* Tasks
**A.** Answer these questions using the SymPy thread, marking each answer (i), (ii) or (iii):
(i) What value does the code give to lambdasq?
(ii) What error appears when the asker adds print(f2(0.3,0.1,-0.2,0.1,3))?
(iii) Which SymPy functions does Answer 1 recommend in place of the math functions?
**B.** Name every module imported in the code in the SymPy thread.
**C.** Write out the part of the SymPy thread starting at "When I replace" and ending at "its actual representation)".

* Passage
((

Differentiation of a multivariate function via SymPy and evaluation at a point

Question

I want to take the derivative of a multivariable function using SymPy and then for a) the symbolic result to be printed and then b) the result of the derivative at a point to be printed. I'm using the following code

 import math as m
 import numpy
 import scipy

 #define constants                                                               
 lambdasq = 0.09
 Ca = 3
 qOsq = 2

 def  f1(a,b,NN,ktsq,x):
      return NN*x**(-a)*ktsq**b*m.exp(m.sqrt(16*Ca/9*m.log(1/x)*m.log((m.log(ktsq/lambdasq))/m.log(qOsq/lambdasq))))

from sympy import *
x = symbols('x')

def f2(NN,a,b,x,ktsq):
    return  -x*diff(m.log(f1),x)

This runs but I can't find a way to get the symbolic result to be printed and when I try to evaluate at a point, say eg adding in print(f2(0.3,0.1,-0.2,0.1,3)) I get an error

  TypeError: must be real number, not function

When I replace f1 with its symbolic representation, I get instead the error

  ValueError: 
  Can't calculate 1st derivative wrt 0.100000000000000.

So I can summarise my question as follows

a) How to print out a symbolic derivative and its value at a point when I call diff(m.log(f1),x) (ie without having to replace f1 by its actual representation)

b) If I have to use the symbolic representation in the differentiation (ie use diff(m.log(NN*x**(-a)*ktsq**b*m.exp(m.sqrt(16*Ca/9*m.log(1/x)*m.log((m.log(ktsq\\ /lambdasq))/m.log(qOsq/lambdasq))))),x) then how to print out the symbolic derivative and its value at a point?

New to Python so hopefully there is a relatively simple fix. Thanks!

Answer 1

First, math functions are numeric, they cannot work with SymPy's symbols. Use the corresponding functions from SymPy (exp, log, sqrt) which you already imported with from sympy import * :

def f1(a, b, NN, ktsq, x):
    return NN*x**(-a)*ktsq**b*exp(sqrt(16*Ca/9*log(1/x)*log((log(ktsq/lambdasq))/log(qOsq/lambdasq))))

))

* Data listing
((

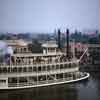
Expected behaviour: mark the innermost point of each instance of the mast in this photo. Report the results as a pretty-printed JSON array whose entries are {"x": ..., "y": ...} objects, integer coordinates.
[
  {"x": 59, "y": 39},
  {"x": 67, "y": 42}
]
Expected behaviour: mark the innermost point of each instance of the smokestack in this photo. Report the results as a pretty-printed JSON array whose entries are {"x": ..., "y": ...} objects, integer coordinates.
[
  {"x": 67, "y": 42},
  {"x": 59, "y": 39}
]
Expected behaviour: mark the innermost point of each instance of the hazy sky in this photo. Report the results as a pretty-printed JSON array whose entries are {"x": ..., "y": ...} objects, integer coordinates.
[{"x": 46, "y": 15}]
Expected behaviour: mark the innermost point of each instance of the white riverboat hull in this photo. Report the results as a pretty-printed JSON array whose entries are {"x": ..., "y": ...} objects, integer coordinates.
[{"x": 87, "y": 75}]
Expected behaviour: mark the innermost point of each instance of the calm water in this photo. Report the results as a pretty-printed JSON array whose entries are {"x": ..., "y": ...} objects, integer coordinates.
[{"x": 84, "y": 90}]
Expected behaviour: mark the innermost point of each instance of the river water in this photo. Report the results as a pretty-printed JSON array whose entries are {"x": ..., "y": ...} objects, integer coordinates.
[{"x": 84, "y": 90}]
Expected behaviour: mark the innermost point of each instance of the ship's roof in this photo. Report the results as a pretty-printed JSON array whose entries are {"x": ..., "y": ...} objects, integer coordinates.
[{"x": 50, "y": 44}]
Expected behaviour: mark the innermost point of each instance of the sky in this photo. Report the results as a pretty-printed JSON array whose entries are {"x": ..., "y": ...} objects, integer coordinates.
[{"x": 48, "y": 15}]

))

* Answers below
**A.**
(i) 0.09
(ii) TypeError: must be real number, not function
(iii) exp, log and sqrt

**B.** math (imported as m), numpy, scipy, sympy

**C.**
When I replace f1 with its symbolic representation, I get instead the error

  ValueError: 
  Can't calculate 1st derivative wrt 0.100000000000000.

So I can summarise my question as follows

a) How to print out a symbolic derivative and its value at a point when I call diff(m.log(f1),x) (ie without having to replace f1 by its actual representation)